EXERCISE BRIEF - Without changing anything, set down every line shown below.

----

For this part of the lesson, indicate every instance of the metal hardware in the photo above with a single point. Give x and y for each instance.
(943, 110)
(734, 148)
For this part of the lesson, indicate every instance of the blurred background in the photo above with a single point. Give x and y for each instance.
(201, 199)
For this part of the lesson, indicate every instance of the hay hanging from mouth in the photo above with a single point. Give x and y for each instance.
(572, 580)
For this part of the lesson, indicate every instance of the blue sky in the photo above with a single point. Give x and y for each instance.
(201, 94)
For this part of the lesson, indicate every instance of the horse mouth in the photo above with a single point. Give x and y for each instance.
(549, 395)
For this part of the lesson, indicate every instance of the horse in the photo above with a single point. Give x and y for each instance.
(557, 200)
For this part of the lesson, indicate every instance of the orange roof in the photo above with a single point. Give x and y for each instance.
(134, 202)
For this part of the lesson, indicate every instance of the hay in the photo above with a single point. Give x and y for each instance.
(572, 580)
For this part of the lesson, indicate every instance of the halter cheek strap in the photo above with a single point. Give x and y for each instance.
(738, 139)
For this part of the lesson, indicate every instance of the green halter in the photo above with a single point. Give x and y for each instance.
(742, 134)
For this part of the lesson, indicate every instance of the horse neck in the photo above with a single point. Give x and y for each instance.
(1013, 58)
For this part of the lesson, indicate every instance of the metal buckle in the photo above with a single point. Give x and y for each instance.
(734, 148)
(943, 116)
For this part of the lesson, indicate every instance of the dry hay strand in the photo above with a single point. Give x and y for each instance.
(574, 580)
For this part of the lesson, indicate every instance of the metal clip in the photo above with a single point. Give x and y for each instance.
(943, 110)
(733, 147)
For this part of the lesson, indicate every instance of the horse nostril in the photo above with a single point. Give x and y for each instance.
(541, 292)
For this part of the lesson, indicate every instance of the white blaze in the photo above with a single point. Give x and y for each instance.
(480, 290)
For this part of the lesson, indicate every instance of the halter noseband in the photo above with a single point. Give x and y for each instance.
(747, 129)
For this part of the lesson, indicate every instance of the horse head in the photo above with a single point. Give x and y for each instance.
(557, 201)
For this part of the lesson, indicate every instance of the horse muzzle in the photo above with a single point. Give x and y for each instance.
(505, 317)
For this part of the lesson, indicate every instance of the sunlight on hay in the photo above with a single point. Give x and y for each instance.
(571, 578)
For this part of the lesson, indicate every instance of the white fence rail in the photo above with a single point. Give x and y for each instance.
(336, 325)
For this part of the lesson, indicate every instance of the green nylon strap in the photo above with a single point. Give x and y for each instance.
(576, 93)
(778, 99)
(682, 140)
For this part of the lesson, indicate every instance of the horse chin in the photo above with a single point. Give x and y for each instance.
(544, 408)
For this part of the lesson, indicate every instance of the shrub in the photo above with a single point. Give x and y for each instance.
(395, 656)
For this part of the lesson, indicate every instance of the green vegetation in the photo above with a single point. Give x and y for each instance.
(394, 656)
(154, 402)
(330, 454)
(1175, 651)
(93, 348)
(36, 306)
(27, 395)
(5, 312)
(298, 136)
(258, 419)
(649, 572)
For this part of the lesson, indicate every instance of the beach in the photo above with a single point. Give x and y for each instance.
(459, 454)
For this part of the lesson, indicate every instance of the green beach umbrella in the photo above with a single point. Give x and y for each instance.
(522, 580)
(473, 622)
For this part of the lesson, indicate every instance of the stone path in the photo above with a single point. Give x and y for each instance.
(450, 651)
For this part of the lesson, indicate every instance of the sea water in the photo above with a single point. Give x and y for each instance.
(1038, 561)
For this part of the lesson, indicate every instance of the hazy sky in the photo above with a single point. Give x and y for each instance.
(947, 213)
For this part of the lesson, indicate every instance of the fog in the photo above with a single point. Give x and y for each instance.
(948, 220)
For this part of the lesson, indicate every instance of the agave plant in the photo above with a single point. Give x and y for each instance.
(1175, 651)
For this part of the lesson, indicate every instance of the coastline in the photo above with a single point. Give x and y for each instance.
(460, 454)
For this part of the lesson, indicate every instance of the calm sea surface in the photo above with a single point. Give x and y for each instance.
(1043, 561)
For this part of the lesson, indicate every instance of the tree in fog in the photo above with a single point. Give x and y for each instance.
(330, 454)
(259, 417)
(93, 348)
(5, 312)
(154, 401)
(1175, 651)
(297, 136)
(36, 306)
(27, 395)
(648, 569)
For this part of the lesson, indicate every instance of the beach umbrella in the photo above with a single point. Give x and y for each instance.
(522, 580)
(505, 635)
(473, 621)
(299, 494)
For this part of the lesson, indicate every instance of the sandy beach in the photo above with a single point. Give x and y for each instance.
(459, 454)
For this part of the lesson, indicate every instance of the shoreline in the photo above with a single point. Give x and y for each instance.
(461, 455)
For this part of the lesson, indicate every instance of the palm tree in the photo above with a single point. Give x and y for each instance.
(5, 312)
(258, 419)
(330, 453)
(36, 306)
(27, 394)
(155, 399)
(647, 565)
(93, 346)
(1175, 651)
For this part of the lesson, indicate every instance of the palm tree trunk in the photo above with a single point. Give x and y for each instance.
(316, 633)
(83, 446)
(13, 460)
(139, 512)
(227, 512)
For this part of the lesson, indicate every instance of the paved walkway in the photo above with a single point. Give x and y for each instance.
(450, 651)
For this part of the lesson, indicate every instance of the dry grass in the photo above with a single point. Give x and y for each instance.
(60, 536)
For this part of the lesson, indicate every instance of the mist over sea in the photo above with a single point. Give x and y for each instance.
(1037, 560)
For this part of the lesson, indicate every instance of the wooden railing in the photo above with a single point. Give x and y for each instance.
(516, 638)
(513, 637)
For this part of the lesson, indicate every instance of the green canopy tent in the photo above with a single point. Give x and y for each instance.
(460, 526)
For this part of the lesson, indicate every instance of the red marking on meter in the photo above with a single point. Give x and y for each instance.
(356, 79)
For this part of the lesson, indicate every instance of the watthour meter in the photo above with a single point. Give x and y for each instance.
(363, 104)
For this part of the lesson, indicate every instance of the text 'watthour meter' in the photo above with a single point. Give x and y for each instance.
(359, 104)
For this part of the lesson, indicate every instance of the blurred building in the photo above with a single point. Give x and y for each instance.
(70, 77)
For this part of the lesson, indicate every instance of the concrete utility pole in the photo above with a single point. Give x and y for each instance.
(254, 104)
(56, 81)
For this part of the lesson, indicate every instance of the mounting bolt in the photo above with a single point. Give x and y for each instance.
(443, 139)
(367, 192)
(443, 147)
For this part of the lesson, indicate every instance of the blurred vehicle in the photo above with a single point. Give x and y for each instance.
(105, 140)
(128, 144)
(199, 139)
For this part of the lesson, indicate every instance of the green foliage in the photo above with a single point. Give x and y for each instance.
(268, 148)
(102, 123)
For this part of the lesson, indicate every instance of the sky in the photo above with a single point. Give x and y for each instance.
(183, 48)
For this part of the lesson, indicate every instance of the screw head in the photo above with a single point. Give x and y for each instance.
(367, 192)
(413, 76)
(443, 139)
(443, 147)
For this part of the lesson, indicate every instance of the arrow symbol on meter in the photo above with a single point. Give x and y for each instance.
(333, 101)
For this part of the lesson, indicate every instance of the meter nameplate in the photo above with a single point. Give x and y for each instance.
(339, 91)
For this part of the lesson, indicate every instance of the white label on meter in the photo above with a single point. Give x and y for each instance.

----

REPLY -
For this part of the lesson, indicate every instance of the metal hardware in the photo above with a single point. Give x and y for each instance.
(943, 110)
(734, 148)
For this part of the lesson, indicate every instance of the blurred background in the photo above with a single point. Give x and y for each instance.
(201, 199)
For this part of the lesson, indicate every instance of the hay hanging from mouth in the photo above with a single point. Give x and y for each instance.
(572, 580)
For this part of the lesson, indicate every instance of the blue sky in the photo above with a single point. Give x and y for each instance.
(201, 94)
For this part of the lesson, indicate every instance of the horse mouth in the photo above with a single point. Give x and y for each instance.
(549, 395)
For this part of the lesson, indicate every instance of the horse in the photo above with a single point. Give x and y for each instance.
(557, 200)
For this part of the lesson, indicate every instance of the orange roof in the photo above with a single point. Give x and y for each instance.
(134, 202)
For this part of the lesson, indicate every instance of the hay in the photo above with a single point. Give x and y for each instance.
(572, 580)
For this part of the lesson, indicate every instance of the halter cheek strap in the photo above with a single point. Give x and y for each instance.
(738, 139)
For this part of the lesson, indicate every instance of the green halter in the photo above with a single point. Give x and y for each instance.
(742, 134)
For this part of the lesson, indicate every instance of the horse neck in the photo above with a single point. Give x and y for each instance.
(1013, 58)
For this part of the lesson, indicate every instance of the metal buckle in the photo above with a single point. Give x and y for each instance.
(734, 148)
(943, 116)
For this part of the lesson, indicate every instance of the dry hay strand in the photo above with a single point. Give x and y for each instance.
(574, 580)
For this part of the lesson, indicate every instance of the metal clip in the photo above with a single point. Give x and y for each instance.
(943, 110)
(733, 147)
For this part of the lesson, indicate every instance of the horse nostril in the photo above with a single point. Give x and y for each instance.
(541, 292)
For this part of the lesson, indicate every instance of the white blaze in the photo above with a single point. Give x and y for each instance.
(480, 290)
For this part of the lesson, indicate every instance of the halter noseband in the photo above with a single point. Give x and y for each instance.
(747, 129)
For this part of the lesson, indicate every instance of the horse head in the photo above with a single point. Give x and y for each instance.
(557, 201)
For this part of the lesson, indicate every instance of the horse muzzle in the photo above with a single point. Give x and y for each instance.
(505, 317)
For this part of the lesson, indicate every instance of the sunlight on hay in the photo above with a single point. Give x and y for each instance.
(571, 578)
For this part of the lesson, indicate every instance of the white fence rail in the photo above with a single point. Give x and y for each instance.
(336, 325)
For this part of the lesson, indicate every instance of the green nylon strap in the photo above with a single point. Give x and y for each instance.
(576, 93)
(778, 99)
(682, 140)
For this part of the lesson, indicate every instance of the horse chin in the photo above with a single point. Give x and y for each instance.
(544, 408)
For this part of the lesson, indicate every instance of the shrub in the photo above with a single point. Give x and y for each instance.
(395, 656)
For this part of the lesson, indicate every instance of the green vegetation in the photo above with a single point. Give x and y for each instance.
(394, 656)
(154, 402)
(330, 454)
(1175, 651)
(93, 348)
(36, 306)
(27, 395)
(5, 312)
(298, 136)
(258, 419)
(649, 572)
For this part of the lesson, indicate every instance of the beach in the photo above with a single point. Give x and y for each instance.
(459, 454)
For this part of the lesson, indicate every instance of the green beach umbrella in the photo above with a single point. Give x and y for each instance.
(522, 580)
(473, 622)
For this part of the lesson, indicate every instance of the stone path in the photo above with a single point. Give x and y for each instance.
(450, 651)
For this part of the lesson, indicate every instance of the sea water in the photo above with a single point. Give x and y for each instance.
(1038, 561)
For this part of the lesson, indicate every instance of the hazy sky in the photo above with a single point. Give x and y for each instance.
(947, 213)
For this part of the lesson, indicate every instance of the fog in the photo above with a single point. Give x and y for each instance.
(948, 220)
For this part of the lesson, indicate every instance of the agave plant in the photo above with a single point. Give x and y for each instance.
(1175, 651)
For this part of the lesson, indicate every instance of the coastline in the photo above with a single point. Give x and y for each instance.
(460, 454)
For this part of the lesson, indicate every instance of the calm sea surface in the photo above with a single point. Give x and y for each instance.
(1043, 561)
For this part of the lesson, indicate every instance of the tree in fog in the photo above with a single point. Give x and y for each instance.
(330, 454)
(259, 417)
(93, 348)
(5, 312)
(154, 401)
(1175, 651)
(297, 136)
(36, 306)
(27, 395)
(648, 569)
For this part of the lesson, indicate every instance of the beach umbrella in the photo above with a single point. Give x and y for each instance.
(522, 580)
(505, 635)
(473, 621)
(299, 494)
For this part of the lesson, indicate every instance of the sandy beach in the photo above with a single point. Give x and y for each instance.
(459, 454)
For this part of the lesson, indicate every instance of the shoreline in the photo above with a single point. Give x and y for each instance.
(461, 455)
For this part of the lesson, indicate every instance of the palm tree in the photo above with a single point. Give x and y for each instance.
(5, 312)
(258, 419)
(330, 453)
(36, 306)
(27, 394)
(155, 399)
(647, 565)
(93, 346)
(1175, 651)
For this part of the lesson, indicate every instance of the palm tree trunk in the photo above with a single point. Give x and y for each instance.
(316, 633)
(83, 446)
(13, 460)
(139, 512)
(227, 512)
For this part of the lesson, indicate every instance of the paved walkway in the photo above with a single point. Give x and y for each instance.
(450, 651)
For this part of the lesson, indicate every instance of the dry grass in the photo above with a single point. Give x and y for each instance.
(60, 536)
For this part of the lesson, indicate every instance of the mist over sea in the photo above with a single point. Give x and y for each instance.
(1037, 560)
For this part of the lesson, indicate every instance of the wooden railing in the photo above with a single point. Give x and y for each instance.
(516, 638)
(513, 637)
For this part of the lesson, indicate every instance of the green canopy tent in the photo above with a single point. Give x and y for each instance.
(460, 526)
For this part of the lesson, indicate every instance of the red marking on meter in the photo above with a single point. Give x and y for each instance.
(356, 79)
For this part of the lesson, indicate every instance of the watthour meter in the photo above with a single point. Give x and y for each instance.
(363, 104)
For this part of the lesson, indicate every instance of the text 'watthour meter' in the photo above with a single point. Give x and y for each instance.
(359, 104)
For this part of the lesson, indicate every instance of the blurred building in the photo above with a single point. Give x and y for each instance.
(70, 77)
For this part of the lesson, indicate every instance of the concrete utility pole in the photo above with a single point. Give x and y for each instance.
(254, 104)
(56, 81)
For this part of the lesson, indicate every instance of the mounting bolt in the photo above with a single point. Give x and y for each instance.
(443, 139)
(367, 192)
(443, 147)
For this part of the lesson, indicate every instance of the blurred vehicle in the photo above with a single point. Give x and y for each instance.
(105, 140)
(128, 144)
(199, 139)
For this part of the lesson, indicate every instance of the green foliage in the photo above with a single point. Give x and y for each instance.
(268, 148)
(102, 123)
For this part of the lesson, indicate every instance of the sky in the photo above with a single point. Give x and y for each instance.
(183, 48)
For this part of the lesson, indicate every instance of the screw head in the photo above with a single point. Give x and y for each instance.
(367, 192)
(413, 76)
(443, 139)
(443, 147)
For this part of the lesson, indicate every instance of the arrow symbol on meter in the photo above with a single point. Give x and y for each instance.
(333, 101)
For this part of the lesson, indicate every instance of the meter nameplate in the photo above with a single point. Give x and y for each instance.
(339, 91)
For this part of the lesson, indicate every instance of the white label on meter in the photo above with a single point. Give x and y for each instance.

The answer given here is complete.